Reading text:
⟨

Cost per square foot: $733 and rising. Furthermore, City Hall must have "custom millwork for display shelving." (Feasibility Study for Re-Use of Kaiser Arena, June 2006, p. 52) Does a book read better after it sits on a custom-milled shelf?
The feasibility study desperately tries to justify the showoff architecture: "A central atrium organized under a restored historic skylight will bring daylight deep into the building and will assist customers with wayfinding." (p. 32) If we don't give you an atrium, you might get lost using the elevators. To be sure, light is helpful when you read a book or magazine, and the existing main library has tall windows all around. Kaiser Center, a dark arena, has less window area. A relatively small skylight over an atrium is a hugely expensive, misguided attempt to make Kaiser Center "work" as a library – but City Hall has a bad case of palace envy.
Simpler Solutions Rejected
Planning for a modernized library system began in 2002. Until recently, at least seven simpler options were under consideration:
- renovation of the existing main library
- acquiring or building an annex to house back-office functions
- expansion of the existing main library with additional floors
- enlarging the existing main library around itself, converting the existing outer walls into inner walls
- a new building at the existing location, or next to Kaiser Center, or at another site downtown
These alternatives were listed in the draft Master Plan as late as October 2003.
However, none of these solutions would catapult Oakland to the top of the architectural heap. City Hall insiders seem to regard efficient housing of books as something beneath a "world-class" city.
The Seattle Story
Councilmember Jean Quan has praised the new main library that Seattle completed in 2004. It has a big atrium. It won an architectural award.
Seattle did it for $466 per square foot.
Just as important, Seattle civic leaders did not hide that they wanted a building for their own pride. Libraries seem to be like museums – a prominent city must have a prominent architectural icon visited by upscale tourists who spend a few moments bubbling with "oohs" and "ahhs" over a magnificent atrium.
Seattle's wealthy elite paid up. The Library Foundation raised $16 million toward construction, part of an $82-million fund drive it undertook for things like "higher quality furnishings" such as those custom-milled bookshelves. Directors of the foundation include an official from the Paul G. Allen Foundation, funded by a huge Microsoft fortune. Top executives from Verizon Wireless and Starbucks are directors, too.
Back in Oakland, there is no such elite foundation ready to help. It's up to taxpayers to bear the entire burden.
A Fiscal Disaster in the Making
Not only does the city council (with the honorable exception of council president De La Fuente) expect taxpayers to bear the entire burden of the $148 million Measure N and its palace library. The total project cost is already $163 million; Measure N admits there is a $15 million gap. Vague mention is made of "grants" to cover the gap, but no grantor has been identified. Cost overruns are likely, too.
It hardly matters to the city council. The council went into the Raiders deal, and taxpayers are still paying millions of dollars every year for that disaster. The City promised free days at the zoo in return for new funding, but the promise was tossed aside almost as soon as it was made. Now the city council expects every flatlands homeowner and everyone who shops and pays sales tax to bear the full freight of architectural bragging at a new main library.
If cost overruns and the $15 million shortfall are paid out of the City budget, taxpayers will get even less basic service than they get now. In a city that barely keeps its streets repaired and has half a police department, that is an outrage. Or the council may "postpone" promised improvements for the neighborhood library branches, already reduced in Measure N to mere crumbs.
If you want a real library that houses books and other compilations of information efficiently, Measure N is not for you. If you want to improve the branch libraries, Measure N is not for you. We must bring the city council back to its senses.
No palace library! Vote No on Measure N!

⟩

Supplied records:
⟨

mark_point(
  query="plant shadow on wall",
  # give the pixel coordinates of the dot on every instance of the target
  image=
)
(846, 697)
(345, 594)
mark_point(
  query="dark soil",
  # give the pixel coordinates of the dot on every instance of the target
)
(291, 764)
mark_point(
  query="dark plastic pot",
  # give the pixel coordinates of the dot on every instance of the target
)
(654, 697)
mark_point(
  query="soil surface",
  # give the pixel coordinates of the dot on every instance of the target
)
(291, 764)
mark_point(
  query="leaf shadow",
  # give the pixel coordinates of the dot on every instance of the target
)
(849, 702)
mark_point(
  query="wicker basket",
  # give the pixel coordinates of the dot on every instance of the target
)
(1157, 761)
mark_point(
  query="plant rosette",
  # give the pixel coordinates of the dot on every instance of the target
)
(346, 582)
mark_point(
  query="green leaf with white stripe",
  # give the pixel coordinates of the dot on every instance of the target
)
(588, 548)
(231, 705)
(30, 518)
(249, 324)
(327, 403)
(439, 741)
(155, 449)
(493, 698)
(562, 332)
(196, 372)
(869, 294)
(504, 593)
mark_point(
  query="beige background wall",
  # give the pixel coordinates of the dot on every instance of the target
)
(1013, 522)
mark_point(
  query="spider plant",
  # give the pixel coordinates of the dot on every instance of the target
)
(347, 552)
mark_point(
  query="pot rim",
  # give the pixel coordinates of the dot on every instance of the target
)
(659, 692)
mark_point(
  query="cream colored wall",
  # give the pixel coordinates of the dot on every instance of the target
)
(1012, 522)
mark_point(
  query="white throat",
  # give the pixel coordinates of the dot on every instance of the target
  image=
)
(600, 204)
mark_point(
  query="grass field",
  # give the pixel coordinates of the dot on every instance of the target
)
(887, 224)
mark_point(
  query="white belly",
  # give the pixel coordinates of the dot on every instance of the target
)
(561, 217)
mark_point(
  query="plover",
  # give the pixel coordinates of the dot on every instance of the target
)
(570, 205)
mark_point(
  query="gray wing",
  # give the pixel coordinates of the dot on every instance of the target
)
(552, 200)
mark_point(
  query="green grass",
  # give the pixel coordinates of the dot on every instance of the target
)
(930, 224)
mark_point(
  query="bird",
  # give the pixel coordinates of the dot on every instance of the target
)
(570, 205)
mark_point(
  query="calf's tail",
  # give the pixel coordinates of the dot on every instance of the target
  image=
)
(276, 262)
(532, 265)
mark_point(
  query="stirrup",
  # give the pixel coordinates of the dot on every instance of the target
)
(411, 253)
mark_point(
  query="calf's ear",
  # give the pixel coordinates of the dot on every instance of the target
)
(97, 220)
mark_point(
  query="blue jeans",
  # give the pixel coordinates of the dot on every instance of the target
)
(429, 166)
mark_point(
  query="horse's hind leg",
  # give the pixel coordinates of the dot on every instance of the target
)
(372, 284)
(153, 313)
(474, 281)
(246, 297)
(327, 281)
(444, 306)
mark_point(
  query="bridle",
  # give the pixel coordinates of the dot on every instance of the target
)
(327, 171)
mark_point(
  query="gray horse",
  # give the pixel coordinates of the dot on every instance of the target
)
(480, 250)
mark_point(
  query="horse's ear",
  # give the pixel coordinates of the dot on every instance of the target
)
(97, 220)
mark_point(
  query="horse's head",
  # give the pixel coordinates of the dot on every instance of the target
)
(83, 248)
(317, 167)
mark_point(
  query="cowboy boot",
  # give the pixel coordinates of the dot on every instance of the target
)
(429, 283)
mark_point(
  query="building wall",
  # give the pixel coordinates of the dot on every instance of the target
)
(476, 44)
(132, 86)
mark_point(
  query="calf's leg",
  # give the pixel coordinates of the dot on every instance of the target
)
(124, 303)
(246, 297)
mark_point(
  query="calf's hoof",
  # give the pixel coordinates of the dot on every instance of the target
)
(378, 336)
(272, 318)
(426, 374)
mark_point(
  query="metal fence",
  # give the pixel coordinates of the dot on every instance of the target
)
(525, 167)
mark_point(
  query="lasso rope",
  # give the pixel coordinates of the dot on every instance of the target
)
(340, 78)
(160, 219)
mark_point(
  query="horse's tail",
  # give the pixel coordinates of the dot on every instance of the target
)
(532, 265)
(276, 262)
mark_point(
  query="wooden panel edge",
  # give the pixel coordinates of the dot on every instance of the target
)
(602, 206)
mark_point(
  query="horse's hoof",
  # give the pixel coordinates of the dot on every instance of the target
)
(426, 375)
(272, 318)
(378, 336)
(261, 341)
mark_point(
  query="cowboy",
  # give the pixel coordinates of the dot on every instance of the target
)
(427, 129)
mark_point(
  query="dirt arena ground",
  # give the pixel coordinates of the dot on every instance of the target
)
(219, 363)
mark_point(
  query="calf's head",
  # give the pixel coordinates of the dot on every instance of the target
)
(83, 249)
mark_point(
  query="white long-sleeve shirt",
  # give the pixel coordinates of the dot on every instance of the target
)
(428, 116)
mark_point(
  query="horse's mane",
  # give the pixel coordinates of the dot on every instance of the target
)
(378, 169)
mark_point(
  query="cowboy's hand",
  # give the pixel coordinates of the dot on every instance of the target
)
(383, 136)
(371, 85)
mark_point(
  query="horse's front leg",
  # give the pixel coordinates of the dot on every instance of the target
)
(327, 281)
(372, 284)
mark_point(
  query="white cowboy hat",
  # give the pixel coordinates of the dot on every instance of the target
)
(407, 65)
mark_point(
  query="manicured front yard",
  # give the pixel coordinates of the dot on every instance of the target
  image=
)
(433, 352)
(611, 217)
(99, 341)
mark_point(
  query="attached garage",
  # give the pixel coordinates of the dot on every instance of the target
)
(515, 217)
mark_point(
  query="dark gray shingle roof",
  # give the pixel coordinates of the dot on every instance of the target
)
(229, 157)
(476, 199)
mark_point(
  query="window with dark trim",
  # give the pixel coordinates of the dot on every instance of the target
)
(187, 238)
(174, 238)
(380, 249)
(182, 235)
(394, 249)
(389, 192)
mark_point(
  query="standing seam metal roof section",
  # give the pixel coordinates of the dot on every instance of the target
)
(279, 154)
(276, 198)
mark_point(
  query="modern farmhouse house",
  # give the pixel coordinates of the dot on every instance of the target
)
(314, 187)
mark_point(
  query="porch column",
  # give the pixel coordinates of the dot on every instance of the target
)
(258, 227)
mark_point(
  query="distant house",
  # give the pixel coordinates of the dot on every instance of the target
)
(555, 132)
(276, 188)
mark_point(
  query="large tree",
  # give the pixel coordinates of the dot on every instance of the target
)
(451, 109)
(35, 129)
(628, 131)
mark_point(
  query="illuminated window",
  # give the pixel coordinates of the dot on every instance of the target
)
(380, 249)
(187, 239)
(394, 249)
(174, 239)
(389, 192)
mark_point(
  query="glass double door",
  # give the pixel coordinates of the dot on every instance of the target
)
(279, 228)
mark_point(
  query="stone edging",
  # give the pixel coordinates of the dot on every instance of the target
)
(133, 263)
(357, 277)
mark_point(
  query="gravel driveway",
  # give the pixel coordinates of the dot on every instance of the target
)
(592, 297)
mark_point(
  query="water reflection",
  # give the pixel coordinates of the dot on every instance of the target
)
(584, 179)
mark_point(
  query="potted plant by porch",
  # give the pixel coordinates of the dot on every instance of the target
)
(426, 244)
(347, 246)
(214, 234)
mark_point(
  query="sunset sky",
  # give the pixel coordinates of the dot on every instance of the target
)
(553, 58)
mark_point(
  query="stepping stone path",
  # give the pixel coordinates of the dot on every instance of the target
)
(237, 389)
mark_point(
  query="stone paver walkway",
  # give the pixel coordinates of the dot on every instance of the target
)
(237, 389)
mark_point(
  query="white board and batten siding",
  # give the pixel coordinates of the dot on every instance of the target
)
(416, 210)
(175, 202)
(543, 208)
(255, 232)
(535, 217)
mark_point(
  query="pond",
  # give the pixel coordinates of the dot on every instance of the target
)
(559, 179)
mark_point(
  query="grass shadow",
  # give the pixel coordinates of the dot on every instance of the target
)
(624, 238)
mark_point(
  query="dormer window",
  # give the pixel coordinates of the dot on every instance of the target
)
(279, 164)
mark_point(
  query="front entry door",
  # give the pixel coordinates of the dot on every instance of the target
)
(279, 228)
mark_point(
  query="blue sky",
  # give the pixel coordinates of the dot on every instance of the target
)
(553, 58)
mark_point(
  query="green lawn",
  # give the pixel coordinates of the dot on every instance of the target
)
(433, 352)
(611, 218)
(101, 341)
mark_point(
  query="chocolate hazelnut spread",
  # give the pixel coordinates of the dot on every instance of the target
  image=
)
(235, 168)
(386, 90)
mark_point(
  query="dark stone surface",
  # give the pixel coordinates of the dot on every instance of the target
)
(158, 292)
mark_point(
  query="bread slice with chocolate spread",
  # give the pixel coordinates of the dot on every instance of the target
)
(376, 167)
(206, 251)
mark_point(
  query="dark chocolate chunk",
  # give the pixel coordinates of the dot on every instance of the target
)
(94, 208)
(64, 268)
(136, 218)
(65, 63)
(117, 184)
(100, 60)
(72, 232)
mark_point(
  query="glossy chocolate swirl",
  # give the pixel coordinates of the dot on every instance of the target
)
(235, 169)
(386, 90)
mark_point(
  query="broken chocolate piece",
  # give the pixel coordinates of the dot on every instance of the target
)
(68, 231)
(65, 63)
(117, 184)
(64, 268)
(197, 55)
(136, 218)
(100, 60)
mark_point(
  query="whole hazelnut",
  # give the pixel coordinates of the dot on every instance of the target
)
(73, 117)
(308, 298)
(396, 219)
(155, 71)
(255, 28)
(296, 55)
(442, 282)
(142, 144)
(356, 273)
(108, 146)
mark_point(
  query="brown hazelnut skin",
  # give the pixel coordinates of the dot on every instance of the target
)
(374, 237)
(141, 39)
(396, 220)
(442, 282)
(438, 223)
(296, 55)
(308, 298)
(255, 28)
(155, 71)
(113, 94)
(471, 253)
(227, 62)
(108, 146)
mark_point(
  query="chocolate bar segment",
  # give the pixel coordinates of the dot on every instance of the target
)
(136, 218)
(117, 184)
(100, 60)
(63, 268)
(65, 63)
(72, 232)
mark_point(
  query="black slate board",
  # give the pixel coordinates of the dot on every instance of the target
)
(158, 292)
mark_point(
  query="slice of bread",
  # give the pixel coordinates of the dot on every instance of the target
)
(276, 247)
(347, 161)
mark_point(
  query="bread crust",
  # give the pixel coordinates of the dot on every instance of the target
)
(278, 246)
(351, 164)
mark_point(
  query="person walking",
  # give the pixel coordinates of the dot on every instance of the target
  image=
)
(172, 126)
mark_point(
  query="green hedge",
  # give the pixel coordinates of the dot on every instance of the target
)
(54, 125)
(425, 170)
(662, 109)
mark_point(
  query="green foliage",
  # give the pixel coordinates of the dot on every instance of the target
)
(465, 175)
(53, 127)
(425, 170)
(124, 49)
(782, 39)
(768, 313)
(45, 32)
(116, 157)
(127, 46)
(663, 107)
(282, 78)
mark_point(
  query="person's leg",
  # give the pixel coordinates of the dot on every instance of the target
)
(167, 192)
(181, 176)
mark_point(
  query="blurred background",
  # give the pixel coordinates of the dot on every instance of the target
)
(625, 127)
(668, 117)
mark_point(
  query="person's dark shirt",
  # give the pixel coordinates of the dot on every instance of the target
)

⟩

Task requirements:
a: Repeat the Measure N article word for word, starting with "If cost overruns" and going on through "on Measure N!".
b: Pull out each row containing the string "board", treating uppercase and lowercase as different.
The Measure N article and the rows have no connection to each other.

Answers for this exercise:
a:
If cost overruns and the $15 million shortfall are paid out of the City budget, taxpayers will get even less basic service than they get now. In a city that barely keeps its streets repaired and has half a police department, that is an outrage. Or the council may "postpone" promised improvements for the neighborhood library branches, already reduced in Measure N to mere crumbs.
If you want a real library that houses books and other compilations of information efficiently, Measure N is not for you. If you want to improve the branch libraries, Measure N is not for you. We must bring the city council back to its senses.
No palace library! Vote No on Measure N!

b:
  query="white board and batten siding",
  query="black slate board",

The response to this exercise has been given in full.